Text segment ->
206. Reverse Linked List

/**
 * Definition for singly-linked list.
 * function ListNode(val, next) {
 *     this.val = (val===undefined ? 0 : val)
 *     this.next = (next===undefined ? null : next)
 * }
 */
/**
 * @param {ListNode} head
 * @return {ListNode}
 */
var reverseList = function(head) {

    let prev = null;
    let curr = head;
  while(curr !== null){
    let next = curr.next;
    curr.next = prev;
    prev = curr;
    curr = next;
  }

  return prev;
};

here are the step-wise visuals for the above solution of reverse linked list function reverseList:

Assuming we have a linked list with the following elements:

1 -> 2 -> 3 -> 4 -> 5 -> null

Step 1: Initialize prev to null and curr to the head of the linked list.

prev = null
curr = 1 -> 2 -> 3 -> 4 -> 5 -> null

Step 2: Loop through the linked list and reverse the next pointer of each node.

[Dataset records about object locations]
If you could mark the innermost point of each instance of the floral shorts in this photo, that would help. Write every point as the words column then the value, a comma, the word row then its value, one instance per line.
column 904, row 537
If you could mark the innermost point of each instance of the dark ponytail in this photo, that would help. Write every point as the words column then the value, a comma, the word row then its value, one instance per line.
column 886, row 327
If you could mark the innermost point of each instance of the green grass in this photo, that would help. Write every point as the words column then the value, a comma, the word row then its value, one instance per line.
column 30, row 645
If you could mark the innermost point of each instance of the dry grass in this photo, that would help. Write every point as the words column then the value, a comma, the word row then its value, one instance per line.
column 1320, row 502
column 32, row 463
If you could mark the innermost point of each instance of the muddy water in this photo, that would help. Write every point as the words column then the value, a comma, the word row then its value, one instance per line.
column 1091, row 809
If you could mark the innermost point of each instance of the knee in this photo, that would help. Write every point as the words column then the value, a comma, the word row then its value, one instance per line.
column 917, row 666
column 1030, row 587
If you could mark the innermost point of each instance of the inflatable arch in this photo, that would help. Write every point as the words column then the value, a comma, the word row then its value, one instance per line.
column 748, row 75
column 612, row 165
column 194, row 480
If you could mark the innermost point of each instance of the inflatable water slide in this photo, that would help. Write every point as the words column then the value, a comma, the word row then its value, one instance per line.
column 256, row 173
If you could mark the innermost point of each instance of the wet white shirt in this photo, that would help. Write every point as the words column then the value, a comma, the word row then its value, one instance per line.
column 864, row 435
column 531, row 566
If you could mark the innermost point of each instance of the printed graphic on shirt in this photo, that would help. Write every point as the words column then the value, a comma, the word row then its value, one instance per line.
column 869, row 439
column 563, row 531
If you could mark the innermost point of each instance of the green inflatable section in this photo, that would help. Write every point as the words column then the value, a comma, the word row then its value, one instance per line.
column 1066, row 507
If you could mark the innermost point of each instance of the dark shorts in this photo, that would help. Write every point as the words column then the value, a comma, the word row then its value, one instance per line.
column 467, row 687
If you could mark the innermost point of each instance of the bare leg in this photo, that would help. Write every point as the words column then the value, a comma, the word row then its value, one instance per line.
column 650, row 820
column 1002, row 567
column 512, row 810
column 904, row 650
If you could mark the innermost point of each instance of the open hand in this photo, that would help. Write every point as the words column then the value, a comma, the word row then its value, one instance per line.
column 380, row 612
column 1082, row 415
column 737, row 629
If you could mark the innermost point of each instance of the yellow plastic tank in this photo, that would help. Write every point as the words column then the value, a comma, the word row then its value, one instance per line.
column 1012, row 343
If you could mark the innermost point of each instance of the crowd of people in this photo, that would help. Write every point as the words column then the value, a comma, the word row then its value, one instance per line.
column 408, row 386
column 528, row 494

Tasks and exercises ->
a. In the reverse linked list walkthrough, list every variable that the reverseList function declares with `let`.
b. Write what comes next in the reverse linked list walkthrough, picking up after its last line, "Step 2: Loop through the linked list and reverse the next pointer of each node."

Answers for this exercise ->
a.
- prev
- curr
- next

b.
while (curr !== null) {
  let next = curr.next;
  curr.next = prev;
  prev = curr;
  curr = next;
}

The first iteration of the loop:

next = 2 -> 3 -> 4 -> 5 -> null
curr.next = null
prev = 1 -> null
curr = 2 -> 3 -> 4 -> 5 -> null

The second iteration of the loop:

next = 3 -> 4 -> 5 -> null
curr.next = 1 -> null
prev = 2 -> 1 -> null
curr = 3 -> 4 -> 5 -> null

The third iteration of the loop:

next = 4 -> 5 -> null
curr.next = 2 -> 1 -> null
prev = 3 -> 2 -> 1 -> null
curr = 4 -> 5 -> null

The fourth iteration of the loop:

next = 5 -> null
curr.next = 3 -> 2 -> 1 -> null
prev = 4 -> 3 -> 2 -> 1 -> null
curr = 5 -> null

The fifth iteration of the loop:

next = null
curr.next = 4 -> 3 -> 2 -> 1 -> null
prev = 5 -> 4 -> 3 -> 2 -> 1 -> null
curr = null

Step 3: Return the prev node, which is the new head of the reversed linked list.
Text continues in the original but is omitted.